* Source passage
# # # #

Climate change is the existential challenge of our time. Economically depressed areas, particularly communities of color, suffer the most from environmental harm, as they often lack the political power necessary to stop environmental degradation. My hometown in Alabama was devastated by pollution after a company used it as a dumping ground for toxins. As Delegate, I will:
- Invest in green jobs in sustainable energy, energy efficient retrofitting, and mass transit;
- Protect the Chesapeake Bay, as well as our rivers and lakes outside the Bay Watershed;
- Promote efforts to shift energy usage to renewable alternatives, leading to both energy efficiency and lower prices for consumers; and
- Be Maryland’s loudest champion for smarter growth, an end to sprawl, and a reorientation of our transportation priorities from automobiles to transit.

# # # #

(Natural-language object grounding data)
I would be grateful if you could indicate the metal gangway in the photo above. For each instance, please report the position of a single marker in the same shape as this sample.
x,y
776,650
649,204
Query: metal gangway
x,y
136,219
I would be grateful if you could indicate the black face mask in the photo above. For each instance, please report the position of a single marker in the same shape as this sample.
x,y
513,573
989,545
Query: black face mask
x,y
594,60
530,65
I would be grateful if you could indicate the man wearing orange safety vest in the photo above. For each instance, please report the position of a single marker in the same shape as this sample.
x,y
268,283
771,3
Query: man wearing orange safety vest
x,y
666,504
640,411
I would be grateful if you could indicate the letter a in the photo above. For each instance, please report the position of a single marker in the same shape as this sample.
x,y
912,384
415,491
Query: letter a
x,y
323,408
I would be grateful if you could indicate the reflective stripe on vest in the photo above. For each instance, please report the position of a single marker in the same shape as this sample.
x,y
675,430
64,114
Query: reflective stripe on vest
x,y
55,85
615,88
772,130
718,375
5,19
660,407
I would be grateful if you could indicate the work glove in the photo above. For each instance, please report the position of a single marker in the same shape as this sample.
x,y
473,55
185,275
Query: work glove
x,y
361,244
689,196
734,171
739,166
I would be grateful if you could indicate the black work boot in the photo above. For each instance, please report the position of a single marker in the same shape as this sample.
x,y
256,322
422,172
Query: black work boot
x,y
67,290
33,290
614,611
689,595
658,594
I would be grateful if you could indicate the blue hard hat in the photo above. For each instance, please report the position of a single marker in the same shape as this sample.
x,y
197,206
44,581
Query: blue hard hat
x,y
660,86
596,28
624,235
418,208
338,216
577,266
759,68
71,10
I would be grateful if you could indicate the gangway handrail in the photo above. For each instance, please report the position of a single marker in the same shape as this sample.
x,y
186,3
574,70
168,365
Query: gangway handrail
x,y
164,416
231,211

# # # #

* Exercises
1. Decide whether each statement below agrees with the climate statement. Answer yes or no for each one and quote the exact words from the climate statement that settle it.
(a) The writer's hometown is in Alabama.
(b) The pledge to protect waters covers only the Chesapeake Bay.
(c) Shifting energy usage to renewable alternatives is expected to raise prices for consumers.
2. Answer these questions using the climate statement.
(a) Who suffers the most from environmental harm?
(b) In which areas does the writer plan to invest in green jobs?
(c) From what to what should transportation priorities be reoriented?
3. Reproduce the climate statement word for word, from "Climate change is" down to "automobiles to transit.".

* Completed exercise
1.
(a) Yes: "My hometown in Alabama was devastated by pollution"
(b) No: "as well as our rivers and lakes outside the Bay Watershed"
(c) No: "leading to both energy efficiency and lower prices for consumers"

2.
(a) Economically depressed areas, particularly communities of color.
(b) Sustainable energy, energy efficient retrofitting, and mass transit.
(c) From automobiles to transit.

3.
Climate change is the existential challenge of our time. Economically depressed areas, particularly communities of color, suffer the most from environmental harm, as they often lack the political power necessary to stop environmental degradation. My hometown in Alabama was devastated by pollution after a company used it as a dumping ground for toxins. As Delegate, I will:
- Invest in green jobs in sustainable energy, energy efficient retrofitting, and mass transit;
- Protect the Chesapeake Bay, as well as our rivers and lakes outside the Bay Watershed;
- Promote efforts to shift energy usage to renewable alternatives, leading to both energy efficiency and lower prices for consumers; and
- Be Maryland’s loudest champion for smarter growth, an end to sprawl, and a reorientation of our transportation priorities from automobiles to transit.